Adapted from May 2010 Bon Appetit.


2 Cups + 2 Tablespoons all-purpose flour plus some for shaping and rolling
1 Teaspoon kosher salt (or 1/2 Teaspoon regular salt)
1 Teaspoon sugar
1 Cup (2 sticks) unsalted butter, chilled cut into cubes
4 Tablespoons ice water
Strawberry Preserves


1) For dough, add dry ingredients to a bowl and stir together. Cut in cold butter with your fingers or fork until it’s in pea-sized bits.

2) Add ice water and bring the dough together in a ball. Try not to add too much water.

3) Knead the dough slightly on a floured counter and then split the dough into two even-sized balls. Wrap each ball in plastic and store them in the fridge for at least an hour.

4) Working with one ball at a time, roll each ball out on a lightly floured surface into a large rectangle. Mine were about 16×12 in size.

5) Trim off any extra dough so you have a perfect rectangle and slice the dough into 8 even rectangles. In my case, each rectangle was 4×6 more or less.

6) Set down for rectangles on a baking sheet lined with parchment paper. Add a heaping tablespoon of preserves right in the center of each rectangle. Be sure to leave plenty of room around the edges for sealing the tarts.

7) Add the top half of each tart and try to push out as much air as possible. Use a fork to seal the edges around each pop tart and poke a few holes in the top of each tart as well.

8) Freeze the tarts for at least 2 hours before baking. You can also wrap them in plastic and store them once they are frozen.

9) Bake frozen tarts at 375 degrees on parchment paper for 25-30 minutes.

Making the Dough

Like I said, this dough is basically like a pie crust. The key to keeping it flaky is to use as little ice water as possible and keep your ingredients cold. Start by roughly cubing up your cold butter.

Raw records =
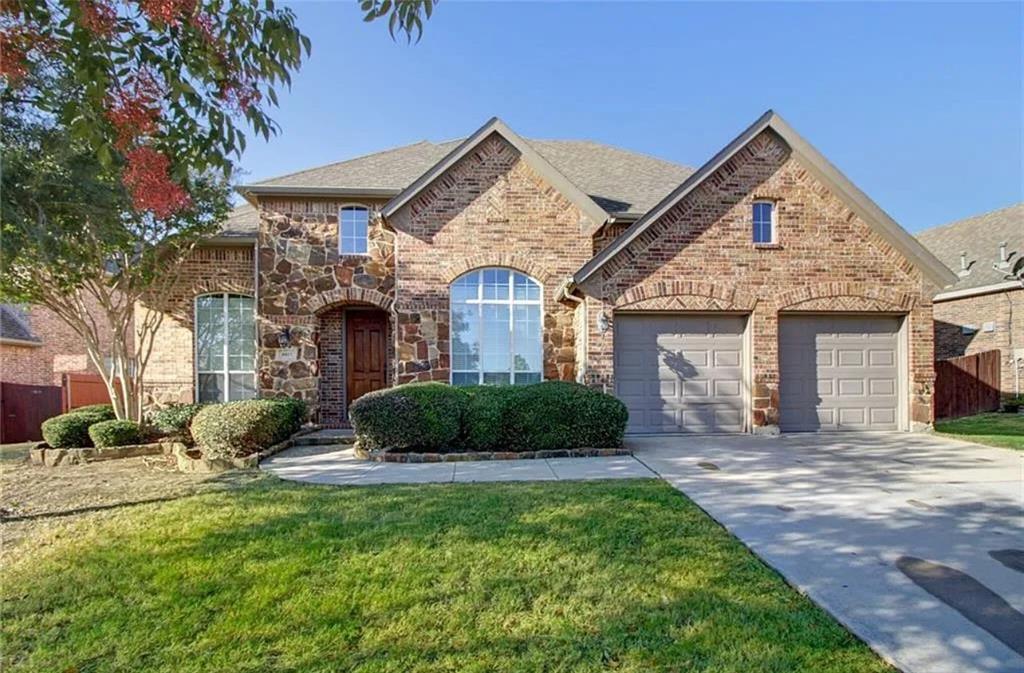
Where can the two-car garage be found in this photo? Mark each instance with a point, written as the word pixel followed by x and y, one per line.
pixel 690 372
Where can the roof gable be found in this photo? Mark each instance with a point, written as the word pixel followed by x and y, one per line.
pixel 818 166
pixel 594 212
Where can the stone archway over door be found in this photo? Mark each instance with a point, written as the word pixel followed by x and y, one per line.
pixel 354 358
pixel 366 352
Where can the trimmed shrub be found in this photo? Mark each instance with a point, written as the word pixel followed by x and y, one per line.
pixel 556 415
pixel 235 429
pixel 483 421
pixel 411 417
pixel 71 430
pixel 115 433
pixel 548 416
pixel 103 411
pixel 175 419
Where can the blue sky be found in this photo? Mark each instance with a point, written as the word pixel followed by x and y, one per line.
pixel 921 104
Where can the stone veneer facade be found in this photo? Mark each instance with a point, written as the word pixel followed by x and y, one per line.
pixel 493 208
pixel 699 257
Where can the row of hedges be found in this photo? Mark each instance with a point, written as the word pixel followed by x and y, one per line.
pixel 71 430
pixel 227 430
pixel 552 415
pixel 239 428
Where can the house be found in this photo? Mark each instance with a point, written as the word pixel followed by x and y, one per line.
pixel 761 292
pixel 984 309
pixel 38 348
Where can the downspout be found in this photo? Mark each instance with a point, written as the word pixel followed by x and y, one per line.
pixel 565 291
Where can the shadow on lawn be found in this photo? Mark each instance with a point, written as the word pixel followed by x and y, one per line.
pixel 474 577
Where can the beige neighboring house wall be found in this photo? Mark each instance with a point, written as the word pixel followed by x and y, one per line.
pixel 37 347
pixel 984 309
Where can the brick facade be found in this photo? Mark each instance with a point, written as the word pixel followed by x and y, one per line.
pixel 699 256
pixel 495 208
pixel 170 373
pixel 1005 310
pixel 491 209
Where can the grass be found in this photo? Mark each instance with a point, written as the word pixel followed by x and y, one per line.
pixel 569 577
pixel 1006 430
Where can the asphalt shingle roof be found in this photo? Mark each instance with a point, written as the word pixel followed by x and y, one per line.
pixel 616 179
pixel 13 325
pixel 980 237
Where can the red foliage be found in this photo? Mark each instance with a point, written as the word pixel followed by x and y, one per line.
pixel 13 56
pixel 98 16
pixel 168 12
pixel 134 112
pixel 147 177
pixel 204 24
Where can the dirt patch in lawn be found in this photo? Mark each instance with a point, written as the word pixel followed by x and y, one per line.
pixel 38 503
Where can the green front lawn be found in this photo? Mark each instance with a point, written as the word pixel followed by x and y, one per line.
pixel 1006 430
pixel 614 576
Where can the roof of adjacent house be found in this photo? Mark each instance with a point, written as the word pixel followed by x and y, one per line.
pixel 619 180
pixel 14 326
pixel 980 237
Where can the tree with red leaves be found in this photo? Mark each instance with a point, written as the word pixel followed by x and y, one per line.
pixel 122 122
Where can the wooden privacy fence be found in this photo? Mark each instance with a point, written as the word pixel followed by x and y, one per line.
pixel 967 385
pixel 24 410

Short task =
Carry on the homemade strawberry pop tart recipe above, picking up right after its last sentence about cubing the cold butter.

Reply to the exercise =
butter chopped
Lots of butter…

Then add it into your dry ingredients (mix up all your dry ingredients first). Using either a fork or your clean fingers, mush up the butter until you have everything evenly mixed.

butter added
Very similar to a pie crust.

You should have pea-sized balls of butter. It should look like a coarse meal. Then add your water and combine everything until it starts to form a ball. Try not to add too much water. You don’t want it wet by any means.

It’ll be kind of messy and barely be sticking together at this point, but turn it out onto a clean surface.

Knead this lightly.

Knead the dough lightly for a minute or two until the dough comes together in a ball. Then split the dough in half, roll each half into a ball and wrap them in plastic.

Stick these in the fridge for at least an hour, but the dough would keep in the fridge for a a day or two.

dough balls
Ready for the fridge!

Making the Pop Tarts

When you’re ready to make the pop tarts, take out one of your dough balls and sprinkle a clean surface with some flour. Lightly roll the dough out into a large rectangle. Mine was about 16×12 inches.

Then trim off any exterior dough so you have a perfect rectangle and slice up the dough into 8 even rectangles. So in my case each rectangle was 4×6 inches. I didn’t measure it exactly though so some of mine were larger and some smaller.

That’s what I like to call the rustic look.

rolled and cut
Get it?

For the Filling

Ok. So I started this recipe by having grand aspirations of making my own filling, but A) I wasn’t able to find any fantastic strawberries and B) (equally important) I was too lazy. I did find some delicious strawberry preserves at the farmer’s market though!

Ok. I cheated a tiny amount.

Try not to use any preserves that have have a lot of corn syrup or stuff like that. Just real strawberry preserves are the best for this. You’ll be able to really taste whatever you fill the pop tarts with so make sure it’s something good.

If you wanted to make your own, this looks like a good recipe.

Finishing the pop tarts

Once you have your rectangles cut and your filling picked out, the rest should be pretty straight forward.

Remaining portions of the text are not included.